=== INSTRUCTION ===
Please print the records below word for word, keeping every line in its original order.

=== INPUT RECORDS ===
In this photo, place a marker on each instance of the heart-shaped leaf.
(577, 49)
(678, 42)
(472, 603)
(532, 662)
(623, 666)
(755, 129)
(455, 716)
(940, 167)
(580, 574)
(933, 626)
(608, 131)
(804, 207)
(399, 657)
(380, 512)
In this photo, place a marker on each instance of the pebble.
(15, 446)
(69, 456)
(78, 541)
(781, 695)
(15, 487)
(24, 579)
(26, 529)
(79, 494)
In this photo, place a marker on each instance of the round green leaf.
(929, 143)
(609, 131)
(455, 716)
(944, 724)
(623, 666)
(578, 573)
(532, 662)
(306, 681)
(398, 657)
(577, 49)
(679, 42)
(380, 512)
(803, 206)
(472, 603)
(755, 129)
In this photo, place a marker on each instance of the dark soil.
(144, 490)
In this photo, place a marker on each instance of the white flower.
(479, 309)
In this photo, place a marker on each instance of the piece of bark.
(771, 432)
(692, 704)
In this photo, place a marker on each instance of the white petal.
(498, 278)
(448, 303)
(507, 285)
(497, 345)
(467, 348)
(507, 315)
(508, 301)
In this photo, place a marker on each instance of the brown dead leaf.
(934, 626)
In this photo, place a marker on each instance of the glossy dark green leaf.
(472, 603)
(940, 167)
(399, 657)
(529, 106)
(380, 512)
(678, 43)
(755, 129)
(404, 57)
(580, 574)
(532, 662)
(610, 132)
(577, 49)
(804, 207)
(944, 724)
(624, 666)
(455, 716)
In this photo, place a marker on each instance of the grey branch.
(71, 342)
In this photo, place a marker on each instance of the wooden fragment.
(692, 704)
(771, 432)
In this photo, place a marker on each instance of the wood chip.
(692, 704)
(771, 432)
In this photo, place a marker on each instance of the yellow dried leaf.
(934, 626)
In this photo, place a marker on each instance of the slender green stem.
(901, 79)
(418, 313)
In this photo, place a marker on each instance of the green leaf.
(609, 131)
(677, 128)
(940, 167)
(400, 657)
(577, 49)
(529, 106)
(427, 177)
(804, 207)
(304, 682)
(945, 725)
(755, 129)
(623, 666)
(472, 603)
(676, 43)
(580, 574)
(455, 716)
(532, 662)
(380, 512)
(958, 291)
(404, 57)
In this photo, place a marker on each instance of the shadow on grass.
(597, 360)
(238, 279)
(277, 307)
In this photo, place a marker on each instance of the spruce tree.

=== ANSWER TO THIS EXERCISE ===
In this photo, place a marker on each instance of the heart-shaped leaf.
(577, 49)
(678, 42)
(472, 603)
(532, 662)
(623, 666)
(755, 129)
(455, 716)
(940, 167)
(580, 574)
(933, 626)
(608, 131)
(804, 207)
(399, 657)
(380, 512)
In this photo, place a marker on each instance of the pebble.
(15, 446)
(69, 456)
(78, 541)
(781, 695)
(15, 487)
(24, 579)
(26, 529)
(79, 494)
In this photo, place a marker on each instance of the round green leaf.
(929, 143)
(609, 131)
(455, 716)
(944, 724)
(623, 666)
(578, 573)
(532, 662)
(306, 681)
(398, 657)
(577, 49)
(679, 42)
(380, 512)
(803, 206)
(472, 603)
(755, 129)
In this photo, place a marker on each instance of the dark soil.
(144, 490)
In this photo, place a marker on each instance of the white flower.
(479, 309)
In this photo, place a marker on each instance of the piece of bark.
(771, 432)
(692, 704)
In this photo, place a marker on each instance of the white petal.
(498, 278)
(448, 303)
(507, 285)
(497, 345)
(467, 348)
(507, 315)
(508, 301)
In this photo, place a marker on each instance of the brown dead leaf.
(934, 626)
In this photo, place a marker on each instance of the glossy dark green leaf.
(472, 603)
(940, 167)
(399, 657)
(529, 106)
(380, 512)
(678, 43)
(755, 129)
(404, 57)
(580, 574)
(532, 662)
(610, 132)
(577, 49)
(804, 207)
(944, 724)
(624, 666)
(455, 716)
In this photo, place a marker on each instance of the grey branch.
(71, 342)
In this photo, place a marker on each instance of the wooden fragment.
(692, 704)
(771, 432)
In this photo, place a marker on each instance of the wood chip.
(692, 704)
(771, 432)
In this photo, place a marker on each instance of the yellow dried leaf.
(934, 626)
In this photo, place a marker on each instance of the slender green stem.
(901, 79)
(418, 313)
In this photo, place a marker on each instance of the green leaf.
(609, 131)
(677, 128)
(940, 167)
(400, 657)
(577, 49)
(529, 106)
(427, 177)
(804, 207)
(304, 682)
(945, 725)
(755, 129)
(623, 666)
(472, 603)
(676, 43)
(580, 574)
(455, 716)
(532, 662)
(380, 512)
(958, 291)
(404, 57)
In this photo, place a marker on each instance of the shadow on grass.
(597, 360)
(238, 279)
(277, 307)
In this photo, place a marker on each instance of the spruce tree.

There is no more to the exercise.